● **EXCERPTED TEXT**:
====

# They call this an inch or less on 11/17 & 11/18



## Doom & Gloom (Mar 2, 2008)

This is "a coating to an inch". Looks like a little more to me!


----------



## tls22 (Sep 30, 2007)

Great pics, glad you got the first push in!:waving:


----------



## f250man (Jan 28, 2005)

Well at least you got plenty to push all the snow that was forecasted for us went south. Im glad it did since the truck broke.


----------



## grandview (Oct 9, 2005)

That's a weatherman inch!


----------



## Vinnie (Dec 4, 2006)

Your weatherman ROCKS ! If he,s gonna be wrong , thats the way to do it.


----------



## Banksy (Aug 31, 2005)

Nice snow fall. Our weather people missed it a little today too.


----------



## 06HD BOSS (Nov 28, 2005)

boy that looks nice. cant wait for ours.


----------



## Mark Oomkes (Dec 10, 2000)

Wellllll, it was an inch at a time, right?

Gotta love lake effect and the idiot forecasters, I've plowed 8" of flurries before.


----------



## csx5197 (Sep 26, 2006)

Hmm.. Well an inch of rain is supposed to be about 10 inches of snow, so maybe he meant an inch of rain or something.


----------



## Burkartsplow (Nov 1, 2007)

====

● **RAW DATA**:
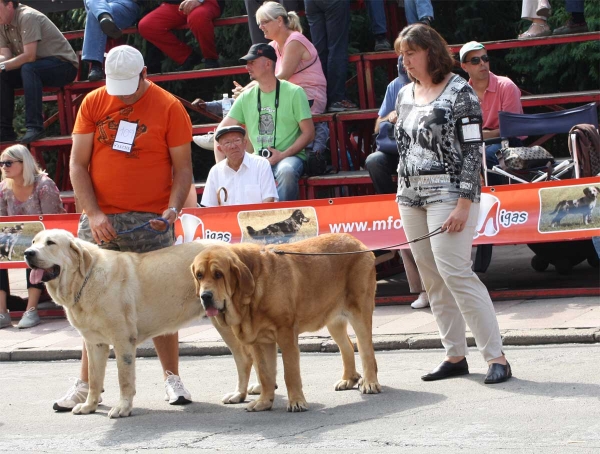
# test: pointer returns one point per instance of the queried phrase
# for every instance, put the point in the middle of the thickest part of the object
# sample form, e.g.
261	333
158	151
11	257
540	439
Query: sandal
536	31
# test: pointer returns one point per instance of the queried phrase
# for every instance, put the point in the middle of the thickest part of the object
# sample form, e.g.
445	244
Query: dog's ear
244	277
84	256
196	283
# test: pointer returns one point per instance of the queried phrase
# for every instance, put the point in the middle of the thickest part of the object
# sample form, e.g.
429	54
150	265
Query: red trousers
157	25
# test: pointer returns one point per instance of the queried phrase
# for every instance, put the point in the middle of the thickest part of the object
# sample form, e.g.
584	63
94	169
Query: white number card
125	136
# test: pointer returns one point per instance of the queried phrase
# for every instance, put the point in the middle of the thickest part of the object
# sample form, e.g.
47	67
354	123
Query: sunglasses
7	163
232	143
476	60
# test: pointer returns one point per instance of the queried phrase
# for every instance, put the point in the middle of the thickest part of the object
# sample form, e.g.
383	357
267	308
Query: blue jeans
382	167
377	15
329	22
491	160
574	6
124	13
32	77
416	10
287	173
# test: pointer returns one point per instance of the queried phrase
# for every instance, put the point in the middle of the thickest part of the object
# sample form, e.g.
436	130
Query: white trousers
455	292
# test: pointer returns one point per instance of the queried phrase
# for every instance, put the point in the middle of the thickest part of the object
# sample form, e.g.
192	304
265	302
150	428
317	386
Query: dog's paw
296	406
84	409
254	389
344	385
120	411
233	398
259	405
369	388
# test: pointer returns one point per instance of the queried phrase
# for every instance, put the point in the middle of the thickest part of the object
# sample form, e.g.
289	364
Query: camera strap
259	107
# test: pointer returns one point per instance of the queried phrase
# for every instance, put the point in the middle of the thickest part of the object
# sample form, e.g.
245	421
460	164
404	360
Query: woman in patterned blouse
25	190
438	133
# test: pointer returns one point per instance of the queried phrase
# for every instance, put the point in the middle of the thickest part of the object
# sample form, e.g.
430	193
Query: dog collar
78	296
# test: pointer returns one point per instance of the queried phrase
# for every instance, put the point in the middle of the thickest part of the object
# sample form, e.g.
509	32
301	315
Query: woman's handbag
523	158
385	140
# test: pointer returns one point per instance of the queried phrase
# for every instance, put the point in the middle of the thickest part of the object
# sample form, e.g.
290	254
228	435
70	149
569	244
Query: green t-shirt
293	108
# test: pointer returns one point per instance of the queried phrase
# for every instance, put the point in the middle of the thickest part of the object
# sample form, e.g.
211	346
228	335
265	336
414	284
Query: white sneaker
175	392
421	302
5	320
206	141
77	394
30	319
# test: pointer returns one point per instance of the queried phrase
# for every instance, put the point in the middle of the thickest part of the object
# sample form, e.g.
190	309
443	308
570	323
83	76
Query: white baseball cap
470	46
123	67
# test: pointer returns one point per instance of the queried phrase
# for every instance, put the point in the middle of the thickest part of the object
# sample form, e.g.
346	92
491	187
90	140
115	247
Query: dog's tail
558	205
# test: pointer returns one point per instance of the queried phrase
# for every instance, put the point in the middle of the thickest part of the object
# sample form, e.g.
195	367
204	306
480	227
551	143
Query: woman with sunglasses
439	138
24	190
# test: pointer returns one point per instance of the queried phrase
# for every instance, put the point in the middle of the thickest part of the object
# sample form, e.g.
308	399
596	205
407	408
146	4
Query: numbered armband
469	130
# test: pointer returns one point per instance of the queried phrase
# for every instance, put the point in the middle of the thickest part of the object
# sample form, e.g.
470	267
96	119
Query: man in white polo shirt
241	178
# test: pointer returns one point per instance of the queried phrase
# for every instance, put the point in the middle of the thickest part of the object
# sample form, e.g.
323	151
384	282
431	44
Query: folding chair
516	125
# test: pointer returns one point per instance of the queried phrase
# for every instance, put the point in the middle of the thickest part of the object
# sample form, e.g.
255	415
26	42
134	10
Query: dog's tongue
212	312
36	276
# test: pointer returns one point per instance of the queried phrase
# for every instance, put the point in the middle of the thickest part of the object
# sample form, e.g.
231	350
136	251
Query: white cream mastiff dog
122	299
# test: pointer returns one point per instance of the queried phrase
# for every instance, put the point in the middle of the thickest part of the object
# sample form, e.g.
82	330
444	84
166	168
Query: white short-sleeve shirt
253	182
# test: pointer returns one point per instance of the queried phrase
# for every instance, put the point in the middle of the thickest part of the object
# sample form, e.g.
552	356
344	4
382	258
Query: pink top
501	95
308	75
45	199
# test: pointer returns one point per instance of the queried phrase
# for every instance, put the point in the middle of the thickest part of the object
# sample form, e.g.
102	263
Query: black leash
146	226
424	237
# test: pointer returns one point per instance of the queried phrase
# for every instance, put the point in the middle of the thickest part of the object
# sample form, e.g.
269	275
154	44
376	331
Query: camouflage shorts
141	240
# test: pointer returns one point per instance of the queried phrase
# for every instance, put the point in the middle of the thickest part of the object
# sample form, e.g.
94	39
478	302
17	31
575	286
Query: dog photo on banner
286	225
15	238
569	208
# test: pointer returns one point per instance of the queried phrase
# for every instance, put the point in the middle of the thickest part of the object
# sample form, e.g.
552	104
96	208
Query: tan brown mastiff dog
268	299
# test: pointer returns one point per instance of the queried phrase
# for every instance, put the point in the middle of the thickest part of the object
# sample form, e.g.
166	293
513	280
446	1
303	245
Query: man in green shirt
278	120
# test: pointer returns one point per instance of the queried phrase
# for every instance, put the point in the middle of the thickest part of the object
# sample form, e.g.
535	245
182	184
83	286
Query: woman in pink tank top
297	59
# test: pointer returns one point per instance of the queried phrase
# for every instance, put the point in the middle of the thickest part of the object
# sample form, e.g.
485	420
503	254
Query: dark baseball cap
260	50
227	129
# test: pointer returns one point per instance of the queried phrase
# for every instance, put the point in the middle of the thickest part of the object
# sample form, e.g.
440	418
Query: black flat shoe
446	370
498	373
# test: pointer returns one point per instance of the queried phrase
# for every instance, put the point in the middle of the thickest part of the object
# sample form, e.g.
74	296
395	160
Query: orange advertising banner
513	214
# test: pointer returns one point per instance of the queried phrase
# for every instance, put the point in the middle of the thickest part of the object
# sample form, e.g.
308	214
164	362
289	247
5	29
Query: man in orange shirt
130	164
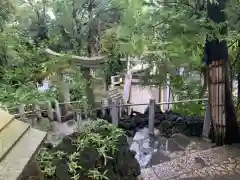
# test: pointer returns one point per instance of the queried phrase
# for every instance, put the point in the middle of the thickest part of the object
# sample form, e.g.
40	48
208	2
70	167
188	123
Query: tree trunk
220	96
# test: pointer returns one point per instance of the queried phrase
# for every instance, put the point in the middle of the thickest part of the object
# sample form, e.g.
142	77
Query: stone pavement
190	159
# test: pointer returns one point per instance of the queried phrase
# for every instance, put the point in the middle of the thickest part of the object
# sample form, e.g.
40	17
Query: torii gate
86	63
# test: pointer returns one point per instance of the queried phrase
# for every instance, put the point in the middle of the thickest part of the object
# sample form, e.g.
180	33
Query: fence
115	110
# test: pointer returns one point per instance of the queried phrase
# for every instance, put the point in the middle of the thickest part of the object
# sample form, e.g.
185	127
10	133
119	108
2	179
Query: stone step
229	169
6	118
10	135
188	163
13	164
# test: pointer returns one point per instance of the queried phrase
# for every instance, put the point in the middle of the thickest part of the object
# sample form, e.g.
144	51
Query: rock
168	123
88	149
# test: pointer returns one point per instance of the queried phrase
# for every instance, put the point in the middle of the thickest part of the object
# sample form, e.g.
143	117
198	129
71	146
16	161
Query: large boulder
97	151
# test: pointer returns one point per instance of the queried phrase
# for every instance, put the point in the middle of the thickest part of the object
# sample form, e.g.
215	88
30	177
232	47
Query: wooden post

====

● **PROBLEMS TO SOLVE**:
1. Update the snowfall thread starting with "## grandview (Oct" and going on through "way to do it.", replacing "weatherman" with "forecaster".
2. In the snowfall thread, rewrite the paragraph beginning "Well at least you got plenty to push" more briefly, keeping its main facts.
3. Pick up the snowfall thread from where it stops.
The records come from a different source.

● **ANSWERS BELOW**:
1.
## grandview (Oct 9, 2005)

That's a forecaster inch!


----------



## Vinnie (Dec 4, 2006)

Your forecaster ROCKS ! If he,s gonna be wrong , thats the way to do it.

2. You got plenty to push, but our forecast snow went south, which I'm glad of since the truck broke.

3.
Doom & Gloom;641258 said:


> This is "a coating to an inch". Looks like a little more to me!


Looks like a Northeast Ohio inch to me. Do you plow that whole lot with that 7.5. Seems to be a decent size lot. How big is it. Oh yeah I am putting pro wings on my 8.5 ploy this week also...:salute:


----------



## Doom & Gloom (Mar 2, 2008)

Burkartsplow;642007 said:


> Looks like a Northeast Ohio inch to me. Do you plow that whole lot with that 7.5. Seems to be a decent size lot. How big is it. Oh yeah I am putting pro wings on my 8.5 ploy this week also...:salute:


Yes I do use the 7.5. The lot is about 300 x 300 plus dock plus side drive plus front executive spots. With 2-4 inches it takes me about an 1 1/2 to 1 3/4 without wings. Takes about 1-1 and 10 minutes with wings. I will take more pics of the whole place maybe tonight if it keeps snowing. It has taken me as long as 6 hours with 18 inches of snow, I had to call for help! I get $200 for each push. Been doing it for 10 years. Not a bad gig. I will post pics of my new wings also.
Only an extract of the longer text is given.